--- Document excerpt ---
British chemist and entomologist

Raphael Meldola FRS (19 July 1849 – 16 November 1915) was a British chemist and entomologist. He was Professor of Organic Chemistry in the University of London, 1912–15.

== Birth ==
Born in Islington, London, he was descended from Raphael Meldola (1754–1828), a theologian who was acting minister of the Spanish and Portuguese Jews in London, 1804. Meldola was the only son of Samuel Meldola; married (1886) Ella Frederica, daughter of Maurice Davis of London. The Meldola family traced their family tree to Isaiah Meldola, who died at Toledo in 1340.

== Education ==
Meldola was educated at Northwick College, Maida Hill before entering the Royal College of Chemistry, London in 1866, where he studied under Edward Frankland. There is a portrait of Meldola (oil on canvas) by Solomon J. Solomon in the Royal Society collection; also a photograph by Maull & Fox, visiting card size.

== Career ==
Meldola worked in the private laboratory of John Stenhouse (FRS 1848). In 1870, he became a laboratory assistant at Messrs Dower of Brantford, where he first worked on coal-tar dyes.

--- Data for analysis ---

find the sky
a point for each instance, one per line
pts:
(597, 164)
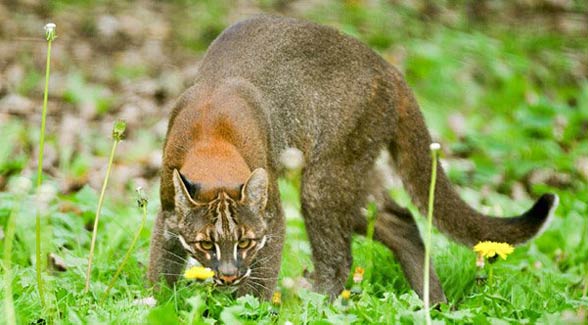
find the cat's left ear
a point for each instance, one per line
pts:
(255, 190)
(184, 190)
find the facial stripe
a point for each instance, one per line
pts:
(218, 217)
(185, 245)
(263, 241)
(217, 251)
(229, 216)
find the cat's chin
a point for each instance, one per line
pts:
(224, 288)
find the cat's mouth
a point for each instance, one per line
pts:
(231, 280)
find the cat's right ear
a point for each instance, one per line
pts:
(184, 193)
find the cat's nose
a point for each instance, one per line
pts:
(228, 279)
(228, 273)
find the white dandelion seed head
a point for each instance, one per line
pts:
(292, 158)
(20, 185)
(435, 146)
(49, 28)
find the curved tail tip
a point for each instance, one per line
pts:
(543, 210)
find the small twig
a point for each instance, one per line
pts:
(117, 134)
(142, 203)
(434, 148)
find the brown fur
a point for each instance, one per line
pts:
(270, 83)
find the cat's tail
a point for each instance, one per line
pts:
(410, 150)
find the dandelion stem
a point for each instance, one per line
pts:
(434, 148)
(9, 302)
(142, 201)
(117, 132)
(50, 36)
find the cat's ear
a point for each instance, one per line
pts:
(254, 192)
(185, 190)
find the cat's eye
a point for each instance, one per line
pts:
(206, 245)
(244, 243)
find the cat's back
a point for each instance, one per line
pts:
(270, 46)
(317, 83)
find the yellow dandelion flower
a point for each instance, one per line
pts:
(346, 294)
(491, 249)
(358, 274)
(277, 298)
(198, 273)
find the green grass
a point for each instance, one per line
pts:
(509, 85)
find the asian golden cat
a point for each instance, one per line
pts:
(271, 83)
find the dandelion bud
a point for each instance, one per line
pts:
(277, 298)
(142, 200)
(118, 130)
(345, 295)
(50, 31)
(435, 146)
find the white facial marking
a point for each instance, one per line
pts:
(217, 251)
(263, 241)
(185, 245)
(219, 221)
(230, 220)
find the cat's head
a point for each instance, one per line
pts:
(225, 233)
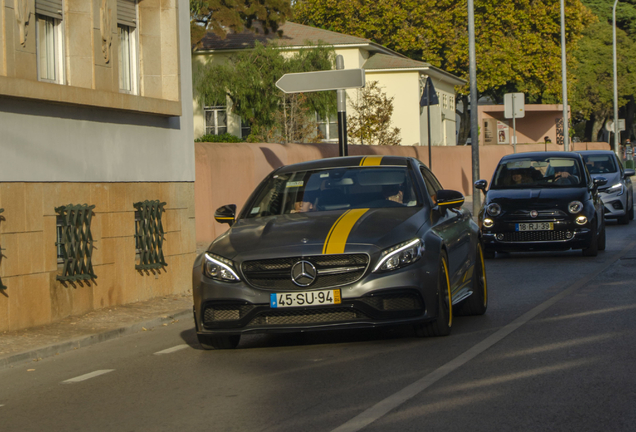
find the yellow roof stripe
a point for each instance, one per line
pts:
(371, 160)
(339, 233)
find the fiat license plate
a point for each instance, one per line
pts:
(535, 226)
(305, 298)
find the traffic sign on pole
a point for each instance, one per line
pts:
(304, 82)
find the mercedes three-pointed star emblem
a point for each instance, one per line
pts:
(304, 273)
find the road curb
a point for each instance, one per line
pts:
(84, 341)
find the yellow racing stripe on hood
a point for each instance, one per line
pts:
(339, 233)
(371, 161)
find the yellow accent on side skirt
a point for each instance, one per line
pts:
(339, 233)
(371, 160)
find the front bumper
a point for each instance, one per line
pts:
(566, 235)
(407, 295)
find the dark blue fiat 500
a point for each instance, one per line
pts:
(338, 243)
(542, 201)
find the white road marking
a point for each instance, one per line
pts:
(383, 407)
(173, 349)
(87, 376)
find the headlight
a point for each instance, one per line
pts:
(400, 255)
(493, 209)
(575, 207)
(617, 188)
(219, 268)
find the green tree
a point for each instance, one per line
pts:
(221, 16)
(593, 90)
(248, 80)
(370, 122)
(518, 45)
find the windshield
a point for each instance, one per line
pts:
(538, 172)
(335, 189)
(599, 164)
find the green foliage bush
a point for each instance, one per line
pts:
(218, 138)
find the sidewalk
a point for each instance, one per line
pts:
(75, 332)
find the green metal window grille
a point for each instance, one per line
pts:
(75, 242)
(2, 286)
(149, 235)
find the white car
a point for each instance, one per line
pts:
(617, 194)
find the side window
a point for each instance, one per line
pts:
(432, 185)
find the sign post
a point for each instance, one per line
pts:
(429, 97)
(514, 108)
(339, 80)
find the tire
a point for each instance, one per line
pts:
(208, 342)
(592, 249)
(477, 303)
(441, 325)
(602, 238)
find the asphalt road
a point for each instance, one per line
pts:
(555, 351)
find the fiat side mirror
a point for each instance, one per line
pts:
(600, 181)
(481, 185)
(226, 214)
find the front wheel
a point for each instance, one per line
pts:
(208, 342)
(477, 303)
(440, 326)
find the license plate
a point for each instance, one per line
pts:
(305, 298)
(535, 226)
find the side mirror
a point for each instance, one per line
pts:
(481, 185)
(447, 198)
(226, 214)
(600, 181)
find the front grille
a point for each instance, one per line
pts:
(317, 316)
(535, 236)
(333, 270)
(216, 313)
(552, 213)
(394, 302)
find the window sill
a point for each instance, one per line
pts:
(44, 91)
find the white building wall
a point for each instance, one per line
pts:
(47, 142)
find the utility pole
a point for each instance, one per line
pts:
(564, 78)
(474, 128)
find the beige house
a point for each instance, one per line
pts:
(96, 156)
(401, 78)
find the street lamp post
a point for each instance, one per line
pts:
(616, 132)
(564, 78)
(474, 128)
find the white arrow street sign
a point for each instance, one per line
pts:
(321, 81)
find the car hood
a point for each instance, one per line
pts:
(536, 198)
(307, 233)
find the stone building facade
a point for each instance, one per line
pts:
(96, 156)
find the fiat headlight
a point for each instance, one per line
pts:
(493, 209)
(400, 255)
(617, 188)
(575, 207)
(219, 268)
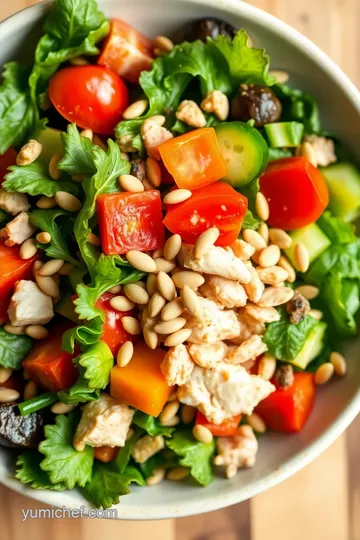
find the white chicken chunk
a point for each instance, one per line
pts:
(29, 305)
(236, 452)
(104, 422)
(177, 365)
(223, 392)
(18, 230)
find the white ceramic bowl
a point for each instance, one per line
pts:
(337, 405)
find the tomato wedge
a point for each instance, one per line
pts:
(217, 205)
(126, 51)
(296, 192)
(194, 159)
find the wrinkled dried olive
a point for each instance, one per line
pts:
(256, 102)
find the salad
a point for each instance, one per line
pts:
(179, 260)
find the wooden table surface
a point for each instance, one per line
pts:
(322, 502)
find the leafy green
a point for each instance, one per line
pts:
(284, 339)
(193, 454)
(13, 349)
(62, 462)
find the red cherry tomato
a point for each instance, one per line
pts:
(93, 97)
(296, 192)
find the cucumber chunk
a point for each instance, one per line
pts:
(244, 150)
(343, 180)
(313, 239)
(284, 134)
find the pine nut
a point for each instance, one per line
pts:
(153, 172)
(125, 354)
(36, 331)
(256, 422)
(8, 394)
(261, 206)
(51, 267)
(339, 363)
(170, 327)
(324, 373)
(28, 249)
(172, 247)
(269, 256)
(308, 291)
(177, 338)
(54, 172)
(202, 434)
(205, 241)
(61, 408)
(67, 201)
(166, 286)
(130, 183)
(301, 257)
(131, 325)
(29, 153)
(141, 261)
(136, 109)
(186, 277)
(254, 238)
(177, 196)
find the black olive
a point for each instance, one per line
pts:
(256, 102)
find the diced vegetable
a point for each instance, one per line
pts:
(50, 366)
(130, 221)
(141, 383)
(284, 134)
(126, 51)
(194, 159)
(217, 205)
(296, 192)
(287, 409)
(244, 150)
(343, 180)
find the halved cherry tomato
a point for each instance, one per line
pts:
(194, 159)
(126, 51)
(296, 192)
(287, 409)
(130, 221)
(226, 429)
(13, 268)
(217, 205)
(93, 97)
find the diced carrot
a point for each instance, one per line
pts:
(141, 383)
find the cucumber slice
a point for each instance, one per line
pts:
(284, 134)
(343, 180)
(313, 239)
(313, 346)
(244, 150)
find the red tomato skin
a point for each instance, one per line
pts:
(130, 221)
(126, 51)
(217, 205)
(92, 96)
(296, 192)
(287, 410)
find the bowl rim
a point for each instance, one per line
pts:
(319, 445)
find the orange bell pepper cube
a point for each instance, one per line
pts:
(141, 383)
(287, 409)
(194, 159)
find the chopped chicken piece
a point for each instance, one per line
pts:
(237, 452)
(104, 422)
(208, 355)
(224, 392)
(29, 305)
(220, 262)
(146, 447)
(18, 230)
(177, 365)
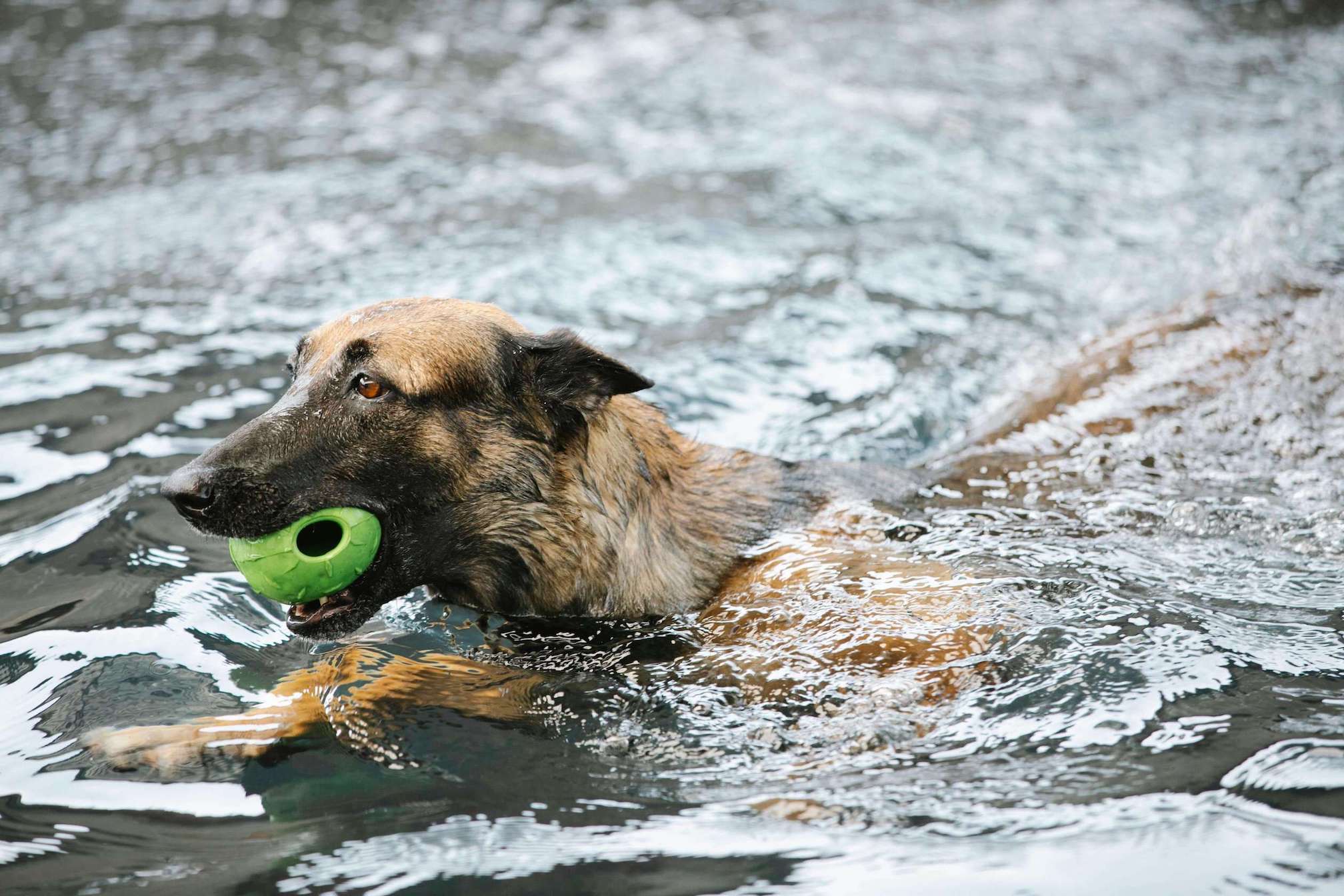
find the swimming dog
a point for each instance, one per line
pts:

--

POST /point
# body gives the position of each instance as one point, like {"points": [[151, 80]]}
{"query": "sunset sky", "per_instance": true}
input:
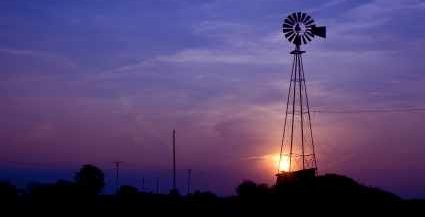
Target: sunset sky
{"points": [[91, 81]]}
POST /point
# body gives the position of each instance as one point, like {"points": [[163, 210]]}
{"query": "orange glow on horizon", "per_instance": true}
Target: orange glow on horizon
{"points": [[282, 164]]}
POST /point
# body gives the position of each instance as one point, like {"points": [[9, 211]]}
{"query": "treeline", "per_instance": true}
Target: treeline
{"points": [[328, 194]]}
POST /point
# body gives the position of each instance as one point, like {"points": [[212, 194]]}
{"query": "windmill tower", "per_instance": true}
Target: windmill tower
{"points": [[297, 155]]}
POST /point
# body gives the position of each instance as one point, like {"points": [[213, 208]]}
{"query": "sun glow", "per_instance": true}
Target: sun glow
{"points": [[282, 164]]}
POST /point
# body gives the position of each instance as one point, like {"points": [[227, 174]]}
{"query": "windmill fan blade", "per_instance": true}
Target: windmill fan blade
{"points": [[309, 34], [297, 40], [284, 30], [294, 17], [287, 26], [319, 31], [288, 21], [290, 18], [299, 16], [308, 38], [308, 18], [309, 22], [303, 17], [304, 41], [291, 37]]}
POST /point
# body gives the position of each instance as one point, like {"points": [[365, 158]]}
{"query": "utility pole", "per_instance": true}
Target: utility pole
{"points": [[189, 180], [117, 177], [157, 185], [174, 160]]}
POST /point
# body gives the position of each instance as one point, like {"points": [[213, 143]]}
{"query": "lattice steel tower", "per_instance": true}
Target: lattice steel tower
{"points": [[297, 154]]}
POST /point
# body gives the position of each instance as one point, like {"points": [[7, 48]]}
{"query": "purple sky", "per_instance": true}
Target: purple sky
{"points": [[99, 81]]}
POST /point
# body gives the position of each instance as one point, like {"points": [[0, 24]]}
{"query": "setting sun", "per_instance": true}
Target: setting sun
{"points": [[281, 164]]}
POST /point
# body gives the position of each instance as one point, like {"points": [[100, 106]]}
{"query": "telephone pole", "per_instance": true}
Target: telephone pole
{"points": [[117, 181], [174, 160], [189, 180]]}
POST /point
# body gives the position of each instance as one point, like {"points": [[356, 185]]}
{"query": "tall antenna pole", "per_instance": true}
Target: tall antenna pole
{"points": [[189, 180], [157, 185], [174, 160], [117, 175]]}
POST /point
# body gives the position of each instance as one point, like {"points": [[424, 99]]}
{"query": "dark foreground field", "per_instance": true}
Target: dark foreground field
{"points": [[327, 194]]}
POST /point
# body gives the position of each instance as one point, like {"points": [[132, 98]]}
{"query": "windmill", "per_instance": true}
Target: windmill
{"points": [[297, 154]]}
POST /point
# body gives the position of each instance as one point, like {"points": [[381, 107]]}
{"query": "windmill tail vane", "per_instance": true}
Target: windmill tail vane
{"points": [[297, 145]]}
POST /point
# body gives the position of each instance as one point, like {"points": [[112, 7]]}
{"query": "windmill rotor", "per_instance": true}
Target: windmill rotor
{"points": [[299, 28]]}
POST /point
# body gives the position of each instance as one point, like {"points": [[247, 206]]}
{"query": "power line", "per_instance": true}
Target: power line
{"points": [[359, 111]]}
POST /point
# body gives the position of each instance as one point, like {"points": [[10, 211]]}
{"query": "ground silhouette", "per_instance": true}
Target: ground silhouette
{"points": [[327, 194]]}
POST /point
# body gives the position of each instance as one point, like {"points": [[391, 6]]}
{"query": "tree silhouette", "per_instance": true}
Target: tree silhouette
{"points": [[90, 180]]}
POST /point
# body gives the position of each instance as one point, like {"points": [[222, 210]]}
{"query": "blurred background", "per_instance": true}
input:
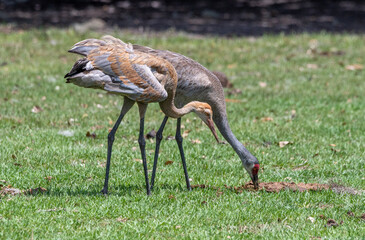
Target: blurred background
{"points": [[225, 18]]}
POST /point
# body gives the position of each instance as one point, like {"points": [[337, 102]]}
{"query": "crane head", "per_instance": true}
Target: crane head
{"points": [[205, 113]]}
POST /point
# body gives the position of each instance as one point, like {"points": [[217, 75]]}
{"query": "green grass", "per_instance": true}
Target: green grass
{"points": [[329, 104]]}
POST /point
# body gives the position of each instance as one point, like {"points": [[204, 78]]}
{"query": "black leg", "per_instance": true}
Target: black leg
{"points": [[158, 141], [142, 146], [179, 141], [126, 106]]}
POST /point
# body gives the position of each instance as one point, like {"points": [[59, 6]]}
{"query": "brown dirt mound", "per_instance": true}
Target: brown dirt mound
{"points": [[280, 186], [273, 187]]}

--- Questions on the material ---
[1] Answer these questions from the Raphael Meldola biography:
(a) Where did Isaiah Meldola die?
(b) Who painted the oil portrait of Meldola held in the Royal Society collection?
(c) What did Meldola first work on at Messrs Dower of Brantford?
[2] Print a section of the Raphael Meldola biography, beginning at the words "Raphael Meldola FRS" and stopping after "of London, 1912–15.".
[3] Carry on the biography of Raphael Meldola from the point where it stops.
The records aren't needed for any of this.

--- Outputs in order ---
[1]
(a) Toledo
(b) Solomon J. Solomon
(c) Coal-tar dyes

[2]
Raphael Meldola FRS (19 July 1849 – 16 November 1915) was a British chemist and entomologist. He was Professor of Organic Chemistry in the University of London, 1912–15.

[3]
He was appointed Lecturer, Royal College of Science (1872) and assisted Norman Lockyer with spectroscopy. Meldola was in charge of the British Eclipse Expedition to the Nicobar Islands (1875) and was Professor of Chemistry, Technical College, Finsbury (1885). He was also an entomologist and natural historian.

Meldola was a member of many scientific societies: Fellow of the Royal Astronomical Society; Fellow of the Institute of Chemistry; Fellow of the Chemical Society (London and Berlin); Member of the Pharmaceutical Society; The Geologists Association; The Royal Anthropological Institute; Entomological Society of London. He was elected Fellow of the Royal Society in 1886 (Charles Darwin was one of his proposers), awarded the Davy Medal in 1913, and was vice-president of the council from 1914 to 1915.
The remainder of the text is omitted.